Copy out every one of the entries below word for word, leaving out the pictures.

begin Given data

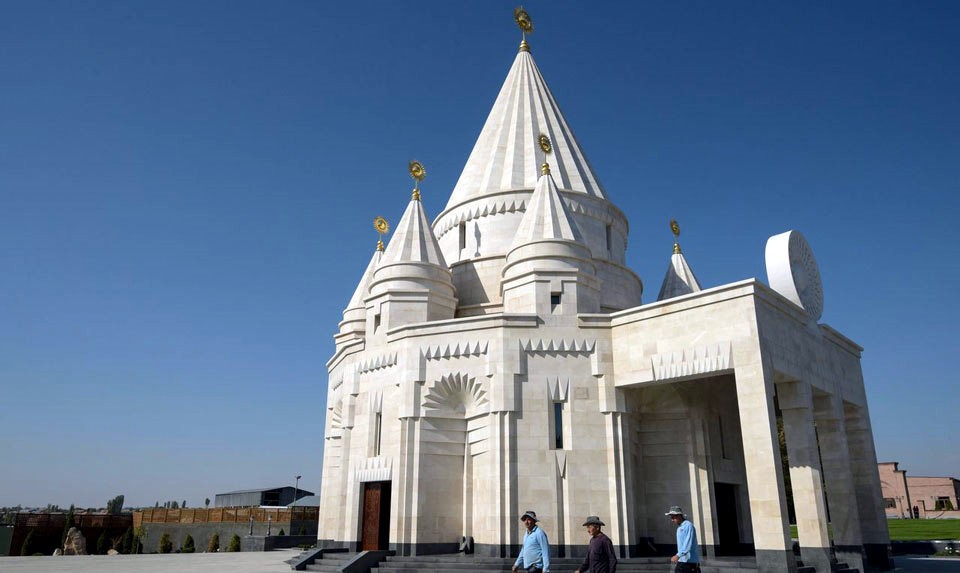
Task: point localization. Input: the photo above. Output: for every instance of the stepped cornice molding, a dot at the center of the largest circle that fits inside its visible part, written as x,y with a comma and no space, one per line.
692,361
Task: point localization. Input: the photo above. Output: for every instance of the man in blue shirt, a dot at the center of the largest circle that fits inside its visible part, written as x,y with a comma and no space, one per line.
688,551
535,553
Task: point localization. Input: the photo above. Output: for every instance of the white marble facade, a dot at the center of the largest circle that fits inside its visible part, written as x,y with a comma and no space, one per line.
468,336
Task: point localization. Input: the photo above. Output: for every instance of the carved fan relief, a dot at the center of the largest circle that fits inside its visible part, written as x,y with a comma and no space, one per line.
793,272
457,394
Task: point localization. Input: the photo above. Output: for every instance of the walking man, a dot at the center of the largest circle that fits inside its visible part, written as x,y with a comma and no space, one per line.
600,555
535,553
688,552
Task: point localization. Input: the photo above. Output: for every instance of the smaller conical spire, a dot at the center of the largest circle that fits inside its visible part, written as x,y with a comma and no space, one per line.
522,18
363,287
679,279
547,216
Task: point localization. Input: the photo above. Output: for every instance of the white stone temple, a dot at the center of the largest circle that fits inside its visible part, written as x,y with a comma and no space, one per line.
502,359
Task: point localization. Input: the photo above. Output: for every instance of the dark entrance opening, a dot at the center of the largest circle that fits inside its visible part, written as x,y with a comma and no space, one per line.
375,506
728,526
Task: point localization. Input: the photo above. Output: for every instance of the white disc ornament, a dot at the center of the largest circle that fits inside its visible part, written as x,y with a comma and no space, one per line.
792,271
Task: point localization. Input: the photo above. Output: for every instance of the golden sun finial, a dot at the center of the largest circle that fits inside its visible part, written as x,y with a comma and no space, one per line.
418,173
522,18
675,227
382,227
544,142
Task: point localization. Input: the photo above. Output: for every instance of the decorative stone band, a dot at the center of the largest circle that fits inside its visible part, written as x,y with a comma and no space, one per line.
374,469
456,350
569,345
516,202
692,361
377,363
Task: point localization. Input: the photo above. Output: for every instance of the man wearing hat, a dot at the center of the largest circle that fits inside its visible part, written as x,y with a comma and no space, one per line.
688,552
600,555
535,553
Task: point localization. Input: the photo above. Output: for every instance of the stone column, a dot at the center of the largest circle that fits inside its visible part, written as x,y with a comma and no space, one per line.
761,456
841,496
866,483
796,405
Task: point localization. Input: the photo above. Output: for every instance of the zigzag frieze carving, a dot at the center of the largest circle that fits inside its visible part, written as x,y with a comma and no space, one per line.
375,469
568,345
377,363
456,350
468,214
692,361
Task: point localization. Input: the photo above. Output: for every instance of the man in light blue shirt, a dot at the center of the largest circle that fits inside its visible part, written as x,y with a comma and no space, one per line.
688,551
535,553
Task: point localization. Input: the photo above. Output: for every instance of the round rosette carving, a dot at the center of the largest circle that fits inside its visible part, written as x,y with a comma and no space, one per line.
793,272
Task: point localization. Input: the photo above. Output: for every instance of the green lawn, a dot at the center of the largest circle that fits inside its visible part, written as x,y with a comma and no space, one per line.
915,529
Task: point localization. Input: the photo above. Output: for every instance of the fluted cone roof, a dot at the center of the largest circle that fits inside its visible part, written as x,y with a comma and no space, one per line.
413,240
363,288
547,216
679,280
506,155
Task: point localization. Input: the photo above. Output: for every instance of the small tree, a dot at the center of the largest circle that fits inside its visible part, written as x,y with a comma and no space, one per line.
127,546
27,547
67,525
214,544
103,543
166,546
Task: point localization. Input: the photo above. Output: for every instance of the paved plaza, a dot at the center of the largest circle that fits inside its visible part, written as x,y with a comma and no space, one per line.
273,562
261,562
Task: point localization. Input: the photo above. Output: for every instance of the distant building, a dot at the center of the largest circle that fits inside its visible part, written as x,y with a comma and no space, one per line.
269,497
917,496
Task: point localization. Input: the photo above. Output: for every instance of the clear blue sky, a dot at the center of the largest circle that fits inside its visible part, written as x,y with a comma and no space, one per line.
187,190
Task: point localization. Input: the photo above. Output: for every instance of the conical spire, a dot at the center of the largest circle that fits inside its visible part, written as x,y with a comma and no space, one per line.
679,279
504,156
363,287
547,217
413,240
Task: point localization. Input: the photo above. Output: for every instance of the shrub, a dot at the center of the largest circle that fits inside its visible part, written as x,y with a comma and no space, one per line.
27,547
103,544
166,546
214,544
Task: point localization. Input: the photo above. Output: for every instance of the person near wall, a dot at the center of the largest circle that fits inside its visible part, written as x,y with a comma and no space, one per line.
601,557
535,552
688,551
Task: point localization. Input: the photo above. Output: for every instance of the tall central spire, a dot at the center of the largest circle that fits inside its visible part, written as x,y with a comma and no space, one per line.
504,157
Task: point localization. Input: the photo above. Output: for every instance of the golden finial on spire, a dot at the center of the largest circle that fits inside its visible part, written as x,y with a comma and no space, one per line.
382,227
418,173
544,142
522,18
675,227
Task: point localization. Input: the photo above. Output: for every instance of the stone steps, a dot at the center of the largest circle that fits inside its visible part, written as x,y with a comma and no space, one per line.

end Given data

Solution to the problem |
Task: point localization. Input: the photo above. Output: for every instance of the stepped cornice molding, a dot at the center of the largest circle that fits inside its visible part, written as x,y with a comma and no space, one per line.
692,361
Task: point localization. Input: the photo above. Output: for every instance of the man in blue shirt, a dot at the center of the largest circle that fits inside its visible part, written as x,y with a comma and no space, one per line.
688,551
535,553
Task: point localization. Input: the photo above. Output: for every instance of the white marble facade, a dot at the center of the largest circle that fits inside its visible part, written as x,y with a comma and no space, one per line.
468,336
Task: point localization. Input: the photo above. Output: for every instance of the carved fan relief, a dot at the center of the largest circle that fits inside its visible part, written as x,y with a comma and no space, one per line.
793,272
457,394
Task: point localization. Input: the photo above. Output: for every instance of the walking man, a dot at the center of the largest circle that fits inside its visible part, written as x,y with a comma and no space, one per line.
600,555
535,553
688,552
Task: point localization. Input: the photo above. Output: for every instance of the smaller conical spire, a dot at the center of the largest circle that fits inside its visible part, written as x,y with a comma and no space, one per line.
522,18
363,287
679,279
547,216
Task: point localization. Input: the photo above. Output: for every instance of the white stone temple, a dot at the center of the largest circle that fits inside its visible part, written as x,y with a comma and no space, one per line.
502,359
Task: point localization. Input: the photo above. Output: for every instance of the dark entrance opening, a dot at the center of the largest circle that fits inside its visible part, written as x,y with a comma and no space, one per line.
375,506
728,526
Task: point localization. Input: the photo above. Output: for every instance of the white disc ornament, a dot at the center of the largest circle that fits inside its visible part, written as x,y with a comma and no space, one per line.
792,271
Task: point localization. Input: the photo above. Output: for every instance of the golden sun finial, a dot at the center of the largest circle that fits inside its visible part, written as x,y with a comma and no space, one per line.
418,173
522,18
675,227
382,227
544,142
Task: point localization. Input: the photo above. Output: for every instance of the decorative stone band, a dot at the center of the largest circle that fits inside its visible part, written as x,y with a comma and no space, one per line.
374,469
456,350
569,345
516,202
692,361
377,363
Task: point localization. Input: the photo above. Output: for every instance of the man wearing hat, a dot at the center of the largest circle that fits inside its visible part, written as x,y with a comma and no space, one per line.
688,552
600,555
535,553
Task: point localization. Input: the photo above. Output: for every instance of the stone column, a dot at the center of the largest circle that fits inside its visible part, written as x,y with a comma and no space, one per line.
761,456
841,496
866,483
796,405
Task: point localization. Input: the photo above. Output: for every instance of the zigzag frieze carving, a dot at the center of the largest circle that fits inside its visible part, written as x,y with a comma and no space, one per line.
375,469
568,345
377,363
456,350
468,214
692,361
Task: point localization. Input: the photo above. Output: for every instance of the man in light blue shirt, a dot at the center of the largest circle that fits inside its visible part, written as x,y with a comma and no space, one per line.
688,551
535,553
Task: point localization. Input: the photo above. Output: for every instance of the round rosette carving, a dot at the center of the largest circle that fits inside its visible part, written as x,y with a comma and no space, one per line.
793,272
Task: point localization. Input: the photo above. Output: for every instance of the green lawn, a dot at the center of the largest circle that fits inside its visible part, written as x,y with a comma and no space, one per line.
915,529
Task: point localization. Input: the photo above. Output: for every instance of the fluted cone roof, a dot at the center of the largest circle that fits inside its visible part, written as x,y with a comma and no space, one per line.
413,240
363,288
547,216
679,280
506,155
Task: point localization. Input: the photo above. Output: for every instance of the small tree, a dot at the center of the largest circle that fits inside its visible part, written as x,y with a comma and no space, one per line.
127,546
27,547
67,525
214,544
103,543
166,546
Task: point localization. Input: the photo above. Output: for every instance of the paved plaza, a dot at the center of the largest circle that fits inside its visible part, written as x,y with a comma and no space, one per line.
273,562
261,562
Task: point localization. Input: the photo above. Output: for every instance of the distant building, a dot at the center of the largest circle that fits inside its visible part, written as x,y with a comma and no space, one per line.
269,497
917,496
Task: point localization. Input: the photo above. Output: for every instance of the clear blue sky, a dot at the center of the largest circle that fits inside its visible part, written as x,y with a comma and no space, one per line.
187,190
Task: point localization. Input: the photo above. Output: for every instance of the conical spire, a dot at the center of the largest circle that fits inside its visible part, written as x,y with a comma and no space, one per line.
679,279
504,156
363,287
547,217
413,240
Task: point localization. Input: the photo above. Output: for every instance of the shrub, a dot at the center of the largest circle that fits inside its visible part, written as x,y with a comma and no space, one per line.
27,547
103,544
166,546
214,544
Task: point localization. Input: the photo above. Output: for every instance of the person near wall, a dot at the center of the largest circle that fits inside its visible part, written as x,y with a comma and no space, one per line.
601,557
535,552
688,551
Task: point localization. Input: the photo above. Output: for every instance of the tall central spire, a dot at the center of the largest circle that fits inside its visible part, written as x,y with a comma and no space, one per line.
504,157
Task: point localization. Input: the photo above. Output: for every instance of the golden finial on spire, a dot at the center of the largest circle that fits inside its visible part, written as x,y with a comma and no space, one per line.
382,227
418,173
544,142
522,18
675,227
Task: point localization. Input: the photo above. Output: for every instance of the stone steps, a dot at the center of the largest circle that fits inside its visible part, written as x,y with a comma and no space, one per line.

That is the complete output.